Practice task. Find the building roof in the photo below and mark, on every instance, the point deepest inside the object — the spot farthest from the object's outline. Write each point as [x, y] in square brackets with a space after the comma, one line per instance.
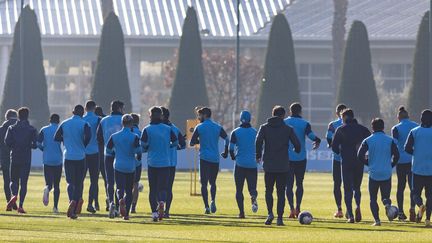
[385, 19]
[143, 17]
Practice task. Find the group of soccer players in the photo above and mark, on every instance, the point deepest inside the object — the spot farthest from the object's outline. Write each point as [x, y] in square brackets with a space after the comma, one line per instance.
[113, 145]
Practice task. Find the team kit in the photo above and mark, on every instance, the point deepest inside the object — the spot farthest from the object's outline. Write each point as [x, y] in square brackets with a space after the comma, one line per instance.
[113, 145]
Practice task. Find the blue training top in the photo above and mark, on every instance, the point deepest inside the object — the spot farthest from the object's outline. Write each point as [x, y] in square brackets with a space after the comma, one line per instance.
[157, 139]
[331, 130]
[419, 145]
[302, 128]
[135, 129]
[108, 126]
[381, 148]
[242, 141]
[400, 134]
[93, 120]
[207, 134]
[52, 152]
[75, 134]
[124, 145]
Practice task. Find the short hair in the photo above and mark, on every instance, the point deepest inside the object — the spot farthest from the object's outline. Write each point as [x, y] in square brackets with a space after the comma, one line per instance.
[295, 108]
[116, 105]
[135, 118]
[55, 118]
[23, 113]
[90, 105]
[11, 113]
[279, 111]
[377, 124]
[340, 108]
[78, 110]
[205, 111]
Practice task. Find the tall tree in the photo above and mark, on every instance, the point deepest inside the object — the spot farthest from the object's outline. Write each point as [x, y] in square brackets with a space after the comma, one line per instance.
[418, 97]
[25, 83]
[111, 79]
[280, 81]
[189, 88]
[357, 87]
[338, 36]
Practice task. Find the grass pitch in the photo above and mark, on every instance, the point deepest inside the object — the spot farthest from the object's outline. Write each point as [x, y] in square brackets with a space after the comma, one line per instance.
[188, 223]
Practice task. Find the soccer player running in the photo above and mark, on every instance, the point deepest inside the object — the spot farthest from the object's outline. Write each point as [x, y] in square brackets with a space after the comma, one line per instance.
[75, 133]
[275, 138]
[207, 135]
[92, 156]
[403, 168]
[172, 169]
[157, 140]
[337, 171]
[302, 129]
[346, 142]
[383, 156]
[52, 160]
[21, 139]
[107, 127]
[242, 151]
[138, 165]
[125, 147]
[10, 119]
[419, 146]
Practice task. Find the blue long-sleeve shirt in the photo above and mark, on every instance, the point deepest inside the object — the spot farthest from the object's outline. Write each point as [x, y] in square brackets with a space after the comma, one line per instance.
[242, 145]
[124, 145]
[157, 139]
[75, 134]
[93, 120]
[51, 149]
[400, 134]
[302, 128]
[418, 145]
[331, 130]
[383, 155]
[207, 134]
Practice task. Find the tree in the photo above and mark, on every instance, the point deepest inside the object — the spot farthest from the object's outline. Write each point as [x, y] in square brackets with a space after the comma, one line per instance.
[111, 78]
[189, 88]
[338, 36]
[357, 87]
[280, 82]
[419, 91]
[28, 71]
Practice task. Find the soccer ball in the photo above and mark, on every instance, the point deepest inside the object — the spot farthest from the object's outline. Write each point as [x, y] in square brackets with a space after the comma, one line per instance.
[305, 217]
[140, 187]
[392, 212]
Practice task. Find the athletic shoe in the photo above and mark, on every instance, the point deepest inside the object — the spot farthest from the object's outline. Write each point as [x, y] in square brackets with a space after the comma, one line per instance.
[12, 202]
[402, 216]
[338, 214]
[21, 210]
[111, 211]
[161, 210]
[45, 198]
[377, 223]
[420, 213]
[122, 207]
[79, 206]
[269, 219]
[254, 205]
[412, 215]
[91, 209]
[71, 209]
[358, 215]
[279, 222]
[213, 208]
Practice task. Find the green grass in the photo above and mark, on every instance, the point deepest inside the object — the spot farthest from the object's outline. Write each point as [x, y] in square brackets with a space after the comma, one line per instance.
[188, 223]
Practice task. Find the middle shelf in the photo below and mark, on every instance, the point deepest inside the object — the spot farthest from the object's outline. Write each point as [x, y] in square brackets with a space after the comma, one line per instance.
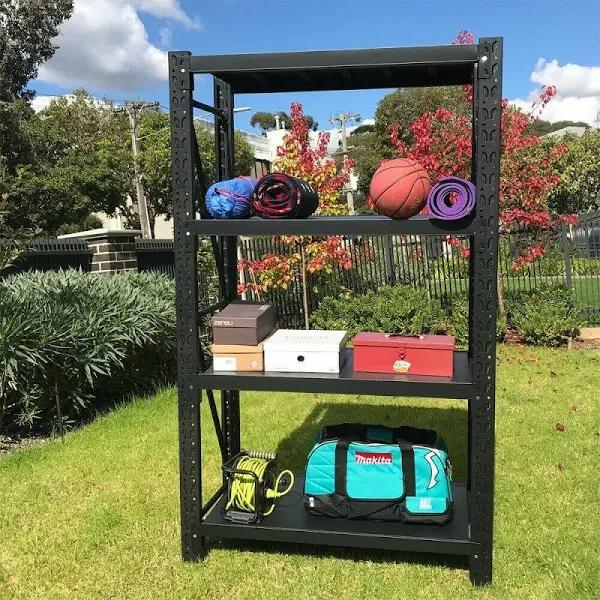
[331, 225]
[347, 381]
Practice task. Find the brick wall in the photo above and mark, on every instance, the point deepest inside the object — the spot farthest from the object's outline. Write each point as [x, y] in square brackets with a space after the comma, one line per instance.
[114, 250]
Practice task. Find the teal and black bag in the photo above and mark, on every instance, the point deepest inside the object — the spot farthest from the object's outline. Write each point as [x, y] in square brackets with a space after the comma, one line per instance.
[373, 472]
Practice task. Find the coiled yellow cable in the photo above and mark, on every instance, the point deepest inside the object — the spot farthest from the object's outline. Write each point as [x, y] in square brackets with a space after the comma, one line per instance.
[241, 495]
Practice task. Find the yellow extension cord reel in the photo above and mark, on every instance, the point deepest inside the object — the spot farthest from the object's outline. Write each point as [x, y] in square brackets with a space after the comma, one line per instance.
[253, 487]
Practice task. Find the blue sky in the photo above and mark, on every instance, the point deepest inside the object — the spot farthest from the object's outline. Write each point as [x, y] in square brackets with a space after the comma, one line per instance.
[108, 39]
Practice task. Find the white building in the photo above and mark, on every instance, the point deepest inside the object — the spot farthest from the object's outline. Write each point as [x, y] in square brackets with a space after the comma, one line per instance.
[265, 153]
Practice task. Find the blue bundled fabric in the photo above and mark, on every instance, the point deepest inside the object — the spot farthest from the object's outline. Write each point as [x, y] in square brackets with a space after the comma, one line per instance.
[358, 471]
[230, 199]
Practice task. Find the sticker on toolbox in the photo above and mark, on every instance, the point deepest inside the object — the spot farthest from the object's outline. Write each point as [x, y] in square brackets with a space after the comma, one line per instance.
[401, 366]
[225, 363]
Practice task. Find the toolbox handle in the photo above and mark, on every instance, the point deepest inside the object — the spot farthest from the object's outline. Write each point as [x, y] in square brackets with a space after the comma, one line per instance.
[419, 336]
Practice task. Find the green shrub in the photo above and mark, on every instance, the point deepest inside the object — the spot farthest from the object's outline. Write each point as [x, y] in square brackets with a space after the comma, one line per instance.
[400, 309]
[80, 340]
[585, 266]
[545, 316]
[456, 321]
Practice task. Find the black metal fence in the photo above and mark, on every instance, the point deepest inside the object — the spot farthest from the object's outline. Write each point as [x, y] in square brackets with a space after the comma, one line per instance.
[47, 255]
[439, 264]
[435, 263]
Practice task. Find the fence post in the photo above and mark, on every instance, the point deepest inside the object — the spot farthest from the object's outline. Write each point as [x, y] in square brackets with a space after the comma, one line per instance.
[564, 233]
[388, 253]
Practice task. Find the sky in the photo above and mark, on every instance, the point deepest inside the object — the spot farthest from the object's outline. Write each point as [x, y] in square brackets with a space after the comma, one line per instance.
[117, 48]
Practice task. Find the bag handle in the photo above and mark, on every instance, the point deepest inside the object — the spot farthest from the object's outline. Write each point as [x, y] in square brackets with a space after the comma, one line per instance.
[341, 466]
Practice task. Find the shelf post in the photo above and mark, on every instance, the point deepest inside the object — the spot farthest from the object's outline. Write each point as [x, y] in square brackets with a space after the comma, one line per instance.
[487, 107]
[224, 151]
[186, 287]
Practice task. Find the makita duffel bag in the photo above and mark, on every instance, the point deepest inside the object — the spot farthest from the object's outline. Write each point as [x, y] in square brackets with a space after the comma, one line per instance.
[374, 472]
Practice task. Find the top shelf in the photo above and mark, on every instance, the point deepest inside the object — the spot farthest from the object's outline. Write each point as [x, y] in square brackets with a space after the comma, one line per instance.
[343, 225]
[342, 69]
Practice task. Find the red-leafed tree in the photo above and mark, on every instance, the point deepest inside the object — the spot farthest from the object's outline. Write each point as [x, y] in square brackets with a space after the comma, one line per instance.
[306, 256]
[441, 142]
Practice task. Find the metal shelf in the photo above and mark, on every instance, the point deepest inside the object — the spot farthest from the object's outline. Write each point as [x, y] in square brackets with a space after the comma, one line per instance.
[469, 533]
[290, 522]
[341, 69]
[344, 225]
[347, 381]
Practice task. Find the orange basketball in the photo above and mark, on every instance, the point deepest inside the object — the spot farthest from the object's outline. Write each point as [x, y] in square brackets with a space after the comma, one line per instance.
[399, 188]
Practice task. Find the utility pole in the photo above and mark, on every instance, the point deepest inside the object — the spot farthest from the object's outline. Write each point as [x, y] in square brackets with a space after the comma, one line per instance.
[134, 109]
[342, 119]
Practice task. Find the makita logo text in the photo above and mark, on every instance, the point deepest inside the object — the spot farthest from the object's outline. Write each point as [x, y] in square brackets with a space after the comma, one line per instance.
[373, 458]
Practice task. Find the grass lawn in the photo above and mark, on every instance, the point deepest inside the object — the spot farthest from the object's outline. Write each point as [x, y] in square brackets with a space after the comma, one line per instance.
[96, 515]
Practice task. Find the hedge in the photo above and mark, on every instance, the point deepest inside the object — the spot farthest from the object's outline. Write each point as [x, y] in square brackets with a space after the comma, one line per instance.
[73, 342]
[546, 316]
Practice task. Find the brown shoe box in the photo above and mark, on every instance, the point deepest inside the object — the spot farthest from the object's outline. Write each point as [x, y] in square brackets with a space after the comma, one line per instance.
[244, 323]
[233, 357]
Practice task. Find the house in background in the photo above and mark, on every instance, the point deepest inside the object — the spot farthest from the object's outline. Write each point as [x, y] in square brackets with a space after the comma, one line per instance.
[265, 152]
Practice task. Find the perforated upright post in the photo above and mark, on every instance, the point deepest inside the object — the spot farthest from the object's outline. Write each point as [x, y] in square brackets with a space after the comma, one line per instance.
[188, 345]
[224, 150]
[484, 254]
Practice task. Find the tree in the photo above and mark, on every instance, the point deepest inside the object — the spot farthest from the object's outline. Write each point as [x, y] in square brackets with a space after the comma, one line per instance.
[405, 105]
[26, 33]
[155, 161]
[441, 141]
[81, 164]
[264, 120]
[399, 108]
[442, 144]
[579, 168]
[267, 121]
[306, 256]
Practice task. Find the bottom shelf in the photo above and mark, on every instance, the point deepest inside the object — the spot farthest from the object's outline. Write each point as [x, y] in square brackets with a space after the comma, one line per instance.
[291, 523]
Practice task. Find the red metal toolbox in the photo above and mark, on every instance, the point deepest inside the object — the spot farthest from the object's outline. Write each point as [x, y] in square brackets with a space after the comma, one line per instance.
[402, 354]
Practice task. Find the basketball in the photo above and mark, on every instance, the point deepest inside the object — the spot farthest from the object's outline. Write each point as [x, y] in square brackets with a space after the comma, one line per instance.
[399, 188]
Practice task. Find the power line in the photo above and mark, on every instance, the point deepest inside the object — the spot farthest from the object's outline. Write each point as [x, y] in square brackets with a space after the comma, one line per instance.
[343, 119]
[134, 108]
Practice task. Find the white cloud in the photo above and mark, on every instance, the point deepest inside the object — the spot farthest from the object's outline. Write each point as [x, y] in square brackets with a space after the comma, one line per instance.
[165, 9]
[166, 37]
[105, 45]
[569, 79]
[578, 91]
[39, 103]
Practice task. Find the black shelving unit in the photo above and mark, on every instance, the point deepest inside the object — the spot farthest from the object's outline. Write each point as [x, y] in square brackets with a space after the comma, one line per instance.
[470, 531]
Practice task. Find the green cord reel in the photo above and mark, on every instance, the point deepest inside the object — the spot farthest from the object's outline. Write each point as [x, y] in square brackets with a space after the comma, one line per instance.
[253, 487]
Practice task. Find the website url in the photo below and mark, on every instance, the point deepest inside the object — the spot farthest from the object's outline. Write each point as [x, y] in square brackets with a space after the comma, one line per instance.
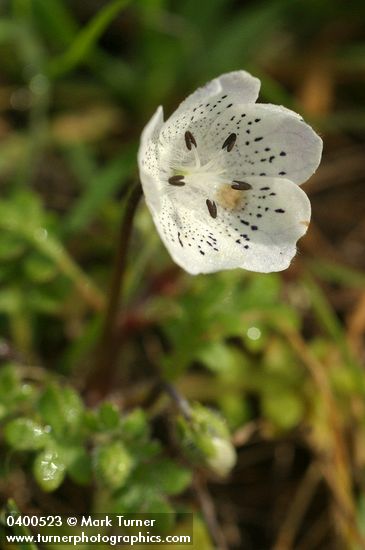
[112, 540]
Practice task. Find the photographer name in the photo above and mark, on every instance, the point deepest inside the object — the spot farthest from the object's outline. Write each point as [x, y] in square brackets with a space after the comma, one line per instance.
[119, 521]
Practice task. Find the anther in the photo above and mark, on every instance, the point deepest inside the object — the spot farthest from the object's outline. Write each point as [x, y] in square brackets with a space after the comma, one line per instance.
[241, 185]
[212, 208]
[229, 142]
[177, 180]
[189, 140]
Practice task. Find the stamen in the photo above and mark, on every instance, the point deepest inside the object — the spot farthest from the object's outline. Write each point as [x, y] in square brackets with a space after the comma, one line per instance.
[177, 180]
[212, 207]
[189, 140]
[241, 185]
[229, 142]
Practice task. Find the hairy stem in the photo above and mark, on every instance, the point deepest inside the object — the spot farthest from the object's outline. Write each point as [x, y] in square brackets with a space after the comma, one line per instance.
[101, 377]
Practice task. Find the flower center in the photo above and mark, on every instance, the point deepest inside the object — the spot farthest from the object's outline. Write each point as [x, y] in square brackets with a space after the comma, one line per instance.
[210, 179]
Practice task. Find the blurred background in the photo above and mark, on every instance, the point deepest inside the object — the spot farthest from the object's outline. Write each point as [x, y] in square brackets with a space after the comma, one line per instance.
[94, 374]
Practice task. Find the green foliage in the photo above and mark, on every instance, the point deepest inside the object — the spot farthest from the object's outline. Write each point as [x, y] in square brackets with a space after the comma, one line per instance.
[267, 353]
[113, 464]
[25, 434]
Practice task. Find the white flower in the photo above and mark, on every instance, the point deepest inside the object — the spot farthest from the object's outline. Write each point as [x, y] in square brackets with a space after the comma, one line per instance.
[221, 178]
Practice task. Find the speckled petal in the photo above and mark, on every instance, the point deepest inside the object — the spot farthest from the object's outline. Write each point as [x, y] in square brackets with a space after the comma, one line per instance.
[149, 169]
[270, 141]
[240, 86]
[259, 234]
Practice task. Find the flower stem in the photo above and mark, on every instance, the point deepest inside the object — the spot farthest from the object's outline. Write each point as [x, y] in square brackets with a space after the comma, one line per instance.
[101, 377]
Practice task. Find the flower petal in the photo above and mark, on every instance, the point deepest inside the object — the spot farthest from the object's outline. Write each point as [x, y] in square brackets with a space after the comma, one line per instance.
[148, 159]
[258, 235]
[270, 141]
[240, 86]
[202, 108]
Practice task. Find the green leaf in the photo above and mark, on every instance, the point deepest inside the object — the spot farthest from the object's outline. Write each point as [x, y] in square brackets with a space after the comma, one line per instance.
[101, 188]
[62, 409]
[135, 425]
[39, 269]
[11, 247]
[86, 39]
[284, 409]
[109, 416]
[79, 465]
[113, 464]
[25, 434]
[49, 469]
[9, 381]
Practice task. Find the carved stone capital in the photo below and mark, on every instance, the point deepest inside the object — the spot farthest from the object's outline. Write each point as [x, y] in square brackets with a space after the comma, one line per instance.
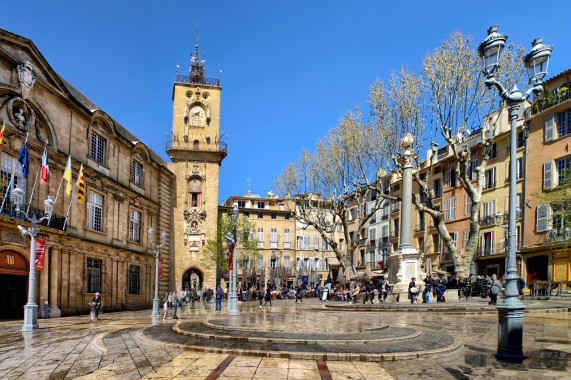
[26, 78]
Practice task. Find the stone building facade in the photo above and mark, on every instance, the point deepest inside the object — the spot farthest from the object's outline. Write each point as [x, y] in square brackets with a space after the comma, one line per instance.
[196, 149]
[104, 246]
[546, 253]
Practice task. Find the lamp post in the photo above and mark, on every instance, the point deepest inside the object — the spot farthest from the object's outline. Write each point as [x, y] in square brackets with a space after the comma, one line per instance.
[31, 309]
[157, 248]
[510, 312]
[233, 298]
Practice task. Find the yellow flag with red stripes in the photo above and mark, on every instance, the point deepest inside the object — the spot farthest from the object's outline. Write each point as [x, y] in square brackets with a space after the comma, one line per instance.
[2, 132]
[80, 185]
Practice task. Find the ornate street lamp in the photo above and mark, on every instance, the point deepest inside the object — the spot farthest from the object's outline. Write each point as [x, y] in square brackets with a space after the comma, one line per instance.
[233, 297]
[510, 312]
[31, 309]
[157, 248]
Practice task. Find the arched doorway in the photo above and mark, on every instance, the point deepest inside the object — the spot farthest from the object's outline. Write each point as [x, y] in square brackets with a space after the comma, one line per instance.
[14, 271]
[192, 279]
[537, 268]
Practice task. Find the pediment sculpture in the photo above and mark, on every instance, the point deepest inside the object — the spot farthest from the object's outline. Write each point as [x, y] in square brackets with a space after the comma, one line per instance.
[26, 78]
[194, 231]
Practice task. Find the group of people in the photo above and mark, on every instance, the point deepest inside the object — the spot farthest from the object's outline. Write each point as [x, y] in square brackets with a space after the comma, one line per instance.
[177, 299]
[368, 289]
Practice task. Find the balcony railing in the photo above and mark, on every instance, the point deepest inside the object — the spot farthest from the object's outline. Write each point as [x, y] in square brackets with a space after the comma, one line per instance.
[206, 81]
[446, 257]
[10, 211]
[173, 142]
[545, 103]
[487, 221]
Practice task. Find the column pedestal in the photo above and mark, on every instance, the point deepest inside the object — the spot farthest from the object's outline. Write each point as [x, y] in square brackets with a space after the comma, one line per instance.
[510, 333]
[404, 264]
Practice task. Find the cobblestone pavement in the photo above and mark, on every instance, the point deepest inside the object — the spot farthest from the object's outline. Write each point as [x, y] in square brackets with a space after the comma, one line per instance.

# [INSTRUCTION]
Copy exactly the lines of the listing above, beginning at the line with "Practice task. Find the ornate" and ending at its final line; write out nothing else.

# [OUTPUT OF THE TASK]
Practice task. Find the ornate street lamp in the photo above and mark, on every instance, the point deepest inside the object — the spot farthest from the object's outline. Write each point as [x, y] in square brackets with a space after the comma, one line per instance.
[233, 297]
[510, 312]
[31, 309]
[157, 248]
Practice task. Find the arched doorway in the photo above and mark, on every instance, the point deepest inside the object — the spot farthest from the object's outline. Write each point as [x, y] in square brackets with a space after the comma, one line per instance.
[14, 271]
[192, 279]
[537, 268]
Practice task. Find the pediment sculpture in the photo above and mark, on every instance, the point deepest inside the object — the spot farthest from the object's outline. Write each point as [x, y] in square brackets with a space after the comma, one line per instance.
[26, 78]
[194, 231]
Practice task. Find the group of people in the photo above and mark, on every instance, the point deepest inside the object — the spot farthest from the object's outline. Write each point as [x, y] in square brackets with a space after the comma, one line per instance.
[177, 299]
[368, 289]
Practice task. Find the balcony railing in the photo above and mark, on every instance, the point deepest inside the object — the spot farthest from the object's outline. Write each point as [x, y] in square brackets with a space after the comma, one line per instance.
[206, 81]
[446, 257]
[10, 211]
[173, 142]
[545, 103]
[487, 221]
Practice task. Find the column pedestal in the photo above and mark, on every instance, the point deepest inside the object — the spot farthest from the object's outline. Write each point as [x, y] in square brackets with a space after the comma, one line per instance.
[510, 333]
[404, 264]
Practice task. Find the cobblestone pavement in the photo above and mark, on every instance, the point deepest inside the object — the spot farthest from the object's outline. Write each point as [x, y] in square brackets with a space after the comma, one line per instance.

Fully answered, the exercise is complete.